**Exercise goal**
After locating the line with "Target: purple flower", retype it and every later line exactly, stopping at the end of the records.

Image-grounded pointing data
········
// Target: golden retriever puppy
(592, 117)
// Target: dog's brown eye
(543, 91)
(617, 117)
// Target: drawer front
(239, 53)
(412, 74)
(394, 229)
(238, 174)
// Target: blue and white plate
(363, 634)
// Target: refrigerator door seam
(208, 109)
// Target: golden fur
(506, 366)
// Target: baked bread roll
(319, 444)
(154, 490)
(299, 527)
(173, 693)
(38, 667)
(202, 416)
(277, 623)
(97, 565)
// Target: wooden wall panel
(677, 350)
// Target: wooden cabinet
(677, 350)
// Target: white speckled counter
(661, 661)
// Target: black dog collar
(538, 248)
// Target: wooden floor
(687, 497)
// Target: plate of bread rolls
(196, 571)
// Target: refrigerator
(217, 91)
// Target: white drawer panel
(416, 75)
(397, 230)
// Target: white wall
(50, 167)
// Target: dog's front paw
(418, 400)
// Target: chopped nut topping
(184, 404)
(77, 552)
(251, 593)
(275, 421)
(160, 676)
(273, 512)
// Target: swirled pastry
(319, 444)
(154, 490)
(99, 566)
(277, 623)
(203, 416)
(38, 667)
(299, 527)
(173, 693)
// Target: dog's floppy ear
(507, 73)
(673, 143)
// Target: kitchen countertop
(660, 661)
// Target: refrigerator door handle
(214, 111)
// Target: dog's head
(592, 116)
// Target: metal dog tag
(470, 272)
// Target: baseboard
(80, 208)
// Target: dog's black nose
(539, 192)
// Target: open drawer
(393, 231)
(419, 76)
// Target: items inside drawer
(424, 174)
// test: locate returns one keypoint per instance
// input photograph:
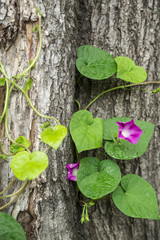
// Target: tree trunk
(47, 209)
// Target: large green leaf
(96, 179)
(54, 136)
(126, 150)
(16, 148)
(10, 229)
(95, 63)
(87, 133)
(27, 165)
(136, 198)
(129, 71)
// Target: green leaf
(28, 85)
(126, 150)
(95, 63)
(21, 140)
(27, 165)
(136, 198)
(96, 179)
(128, 71)
(45, 125)
(10, 228)
(2, 82)
(87, 133)
(157, 90)
(54, 136)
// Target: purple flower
(129, 131)
(72, 171)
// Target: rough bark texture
(130, 28)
········
**Answer to the problem**
// Target: purple flower
(129, 131)
(72, 171)
// Target: rough bark texture
(130, 28)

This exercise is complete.